= What is required =
Convert each line of the rows below into a JSON list of strings, one string per line, and omit any blank lines.

** Begin Stored records **

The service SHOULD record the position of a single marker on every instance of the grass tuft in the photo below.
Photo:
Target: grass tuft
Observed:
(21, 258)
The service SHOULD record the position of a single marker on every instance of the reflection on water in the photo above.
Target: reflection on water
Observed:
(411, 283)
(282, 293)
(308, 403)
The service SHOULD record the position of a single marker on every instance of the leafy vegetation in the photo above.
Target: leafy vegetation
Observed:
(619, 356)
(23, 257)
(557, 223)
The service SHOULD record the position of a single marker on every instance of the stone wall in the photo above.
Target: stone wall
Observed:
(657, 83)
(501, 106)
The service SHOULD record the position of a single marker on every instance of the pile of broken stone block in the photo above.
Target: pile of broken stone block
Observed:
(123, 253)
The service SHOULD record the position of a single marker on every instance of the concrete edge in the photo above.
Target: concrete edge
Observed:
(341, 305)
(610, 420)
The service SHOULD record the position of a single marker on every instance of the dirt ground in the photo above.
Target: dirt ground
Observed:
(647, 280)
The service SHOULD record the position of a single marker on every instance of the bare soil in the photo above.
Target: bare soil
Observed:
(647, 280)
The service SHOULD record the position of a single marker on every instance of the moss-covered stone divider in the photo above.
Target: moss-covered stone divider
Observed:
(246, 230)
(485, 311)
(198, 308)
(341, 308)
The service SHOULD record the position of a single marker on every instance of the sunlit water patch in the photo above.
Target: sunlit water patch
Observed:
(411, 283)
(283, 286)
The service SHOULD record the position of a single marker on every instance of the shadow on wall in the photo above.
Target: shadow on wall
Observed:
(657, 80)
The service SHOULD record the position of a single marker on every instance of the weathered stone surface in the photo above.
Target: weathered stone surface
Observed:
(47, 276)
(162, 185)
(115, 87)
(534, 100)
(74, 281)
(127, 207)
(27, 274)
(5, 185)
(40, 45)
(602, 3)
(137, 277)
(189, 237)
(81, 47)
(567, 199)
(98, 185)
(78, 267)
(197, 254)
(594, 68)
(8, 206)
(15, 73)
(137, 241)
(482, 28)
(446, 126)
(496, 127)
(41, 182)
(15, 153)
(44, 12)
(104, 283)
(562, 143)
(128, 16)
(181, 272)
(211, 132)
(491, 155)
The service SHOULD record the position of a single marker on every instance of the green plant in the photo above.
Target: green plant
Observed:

** End Stored records **

= Output for this exercise =
[
  "The service SHOULD record the position of a single marker on every instance of the grass tuft in the photo below.",
  "Photo:",
  "Target: grass tuft",
  "Observed:",
  "(21, 258)",
  "The service SHOULD record the position of a single marker on every instance of the reflection on water in the photo above.",
  "Target: reflection on water",
  "Observed:",
  "(411, 283)",
  "(282, 293)",
  "(308, 403)",
  "The service SHOULD record the position of a single marker on every instance of the leafy vegetation in the photo above.",
  "Target: leafy vegetation",
  "Observed:",
  "(619, 356)",
  "(23, 257)",
  "(557, 223)",
  "The service SHOULD record the position of a single marker on every instance of the stone wall in the photo above.",
  "Target: stone wall",
  "Observed:",
  "(657, 83)",
  "(501, 106)",
  "The service SHOULD record the position of a single marker on every instance of the pile of broken stone block in the photo above.",
  "Target: pile of broken stone block",
  "Observed:",
  "(123, 253)",
  "The service SHOULD record the position of a single marker on every instance of the concrete edge in the photo above.",
  "Target: concrete edge",
  "Observed:",
  "(341, 305)",
  "(610, 420)",
  "The service SHOULD record the position of a single marker on every instance of the dirt ground in the photo above.",
  "Target: dirt ground",
  "Observed:",
  "(647, 280)",
  "The service SHOULD record the position of a single marker on every instance of the bare soil in the photo above.",
  "Target: bare soil",
  "Observed:",
  "(647, 280)",
  "The service SHOULD record the position of a single marker on every instance of the moss-covered stone divider in the photo above.",
  "Target: moss-covered stone divider",
  "Observed:",
  "(246, 230)",
  "(485, 311)",
  "(198, 308)",
  "(341, 308)",
  "The service SHOULD record the position of a single marker on every instance of the sunlit water patch in the photo above.",
  "Target: sunlit water patch",
  "Observed:",
  "(411, 283)",
  "(283, 286)",
  "The service SHOULD record the position of a single marker on every instance of the shadow on wall in the photo above.",
  "Target: shadow on wall",
  "Observed:",
  "(657, 80)",
  "The service SHOULD record the position of a single marker on every instance of the weathered stone surface in the photo above.",
  "Target: weathered stone surface",
  "Observed:",
  "(47, 276)",
  "(162, 185)",
  "(115, 87)",
  "(534, 100)",
  "(74, 281)",
  "(127, 207)",
  "(27, 274)",
  "(5, 185)",
  "(40, 45)",
  "(602, 3)",
  "(137, 277)",
  "(189, 237)",
  "(81, 47)",
  "(567, 199)",
  "(98, 185)",
  "(78, 267)",
  "(197, 254)",
  "(594, 68)",
  "(8, 206)",
  "(15, 73)",
  "(137, 241)",
  "(482, 28)",
  "(446, 126)",
  "(496, 127)",
  "(41, 182)",
  "(15, 153)",
  "(44, 12)",
  "(104, 283)",
  "(562, 143)",
  "(128, 16)",
  "(181, 272)",
  "(211, 132)",
  "(491, 155)",
  "The service SHOULD record the position of a single marker on every instance of the green plant in the photo above.",
  "Target: green plant",
  "Observed:"
]